**Passage**
■ ■ ■
All offline inference entrypoints are unified under run_v2v.sh.

Choose one mode first:

single: single-GPU streaming inference
single-wo: single-GPU inference without Stream-batch
pipe: multi-GPU pipeline inference

Quick start:

./run_v2v.sh single
./run_v2v.sh single-wo
./run_v2v.sh pipe
./run_v2v.sh pipe --profile

Use --profile only when you want synchronized throughput measurements.

The legacy wrappers v2v.sh, v2v_wo.sh, and pipe_v2v.sh still work, but they now forward to the same shared entrypoint.

Common Arguments

The most important options are:

--config_path: model config YAML
--checkpoint_folder: checkpoint directory
--video_path: input video
--prompt_file_path: prompt text file
--output_folder: output directory
--height and --width: output resolution
--fps: target output FPS
--step: number of denoising steps used during inference
--use_taehv: use Wan stream encode with the TAEHV decoder for faster VAE decoding

You can pass overrides either as CLI flags or as environment variables. For example:

OUTPUT_FOLDER=outputs/run_single ./run_v2v.sh single
VIDEO_PATH=examples/original.mp4 PROMPT_FILE_PATH=examples/prompt.txt ./run_v2v.sh single-wo
NPROC_PER_NODE=2 MASTER_PORT=29511 ./run_v2v.sh pipe
./run_v2v.sh single --use_taehv

Single GPU

This is the standard offline path when you run on one GPU.

./run_v2v.sh single \
--config_path configs/wan_causal_dmd_v2v.yaml \
--checkpoint_folder ckpts/wan_causal_dmd_v2v \
--output_folder outputs/ \
--prompt_file_path examples/prompt.txt \
--video_path examples/original.mp4 \
--height 480 \
--width 832 \
--fps 16 \
--step 2

To enable the TAEHV decoder in this mode:

./run_v2v.sh single --use_taehv

Multi-GPU

Use this mode when you want to split inference across multiple GPUs.

./run_v2v.sh pipe \
--config_path configs/wan_causal_dmd_v2v.yaml \
--checkpoint_folder ckpts/wan_causal_dmd_v2v \
--output_folder outputs/ \
--prompt_file_path examples/prompt.txt \
--video_path examples/original.mp4 \
--height 480 \
--width 832 \
--fps 16 \
--step 2
# --schedule_block  # optional: enable block scheduling

To enable the TAEHV decoder in pipeline mode:

./run_v2v.sh pipe --use_taehv

Notes:

--schedule_block is optional and can improve throughput on some multi-GPU setups.
Adjust NPROC_PER_NODE, --height, --width, and --fps to match your hardware and target workload.
./run_v2v.sh pipe --profile is intended for profiling runs, not normal benchmarking or deployment.

Online Inference (Web UI)

A minimal web demo is available under demo/. For setup and startup, please refer to demo.

Access in a browser after startup: http://0.0.0.0:7860 or http://localhost:7860
To enable the TAEHV decoder in the web demo, start it with USE_TAEHV=1.

To-do List

Demo and inference pipeline.
Dynamic scheduler for various workload.
■ ■ ■
**Work required**
In the inference guide, what does the --step option control?

**Provided material**
■ ■ ■
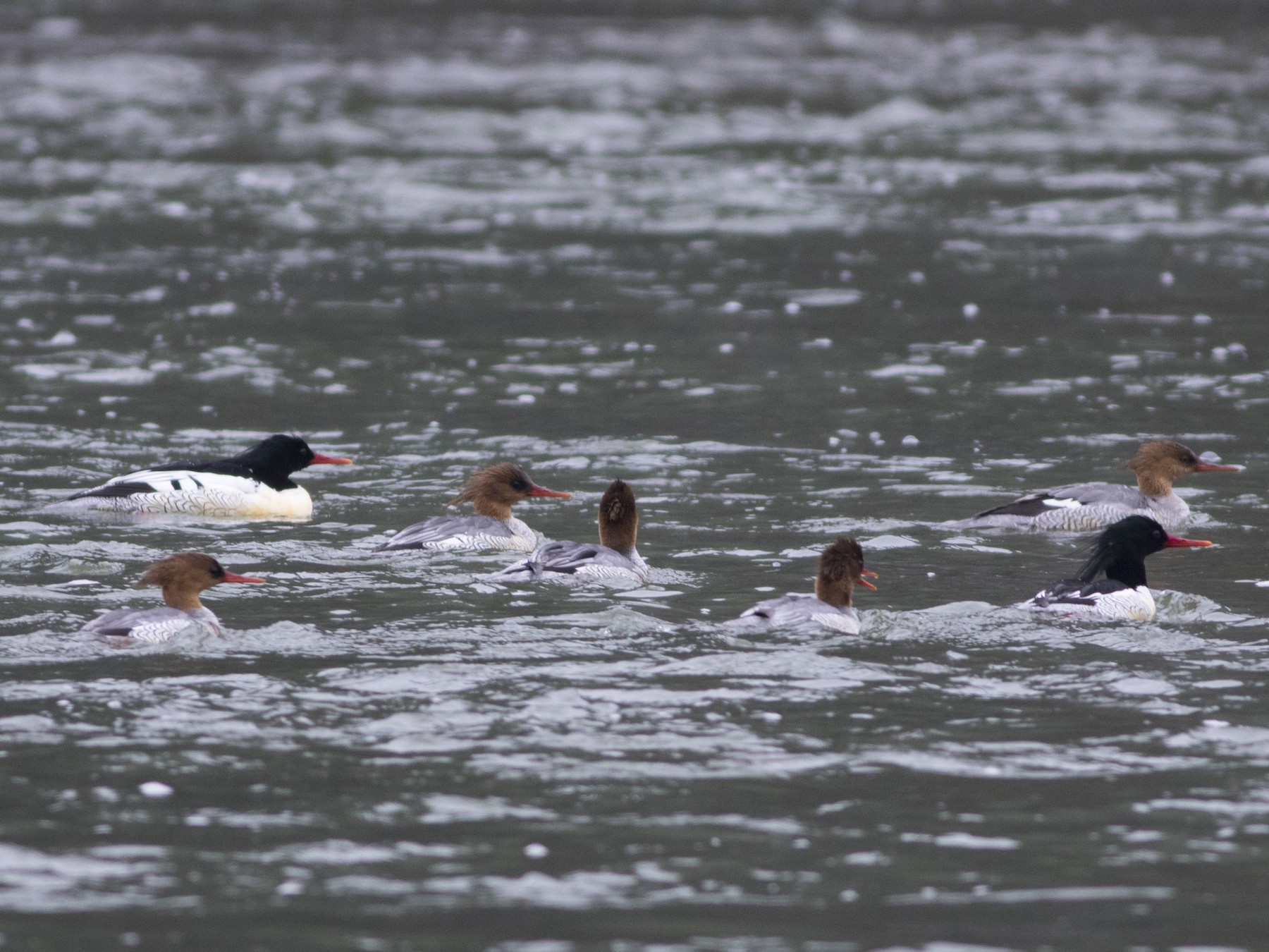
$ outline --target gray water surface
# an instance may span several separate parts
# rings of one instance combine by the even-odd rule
■ ■ ■
**Result for this exercise**
The number of denoising steps used during inference.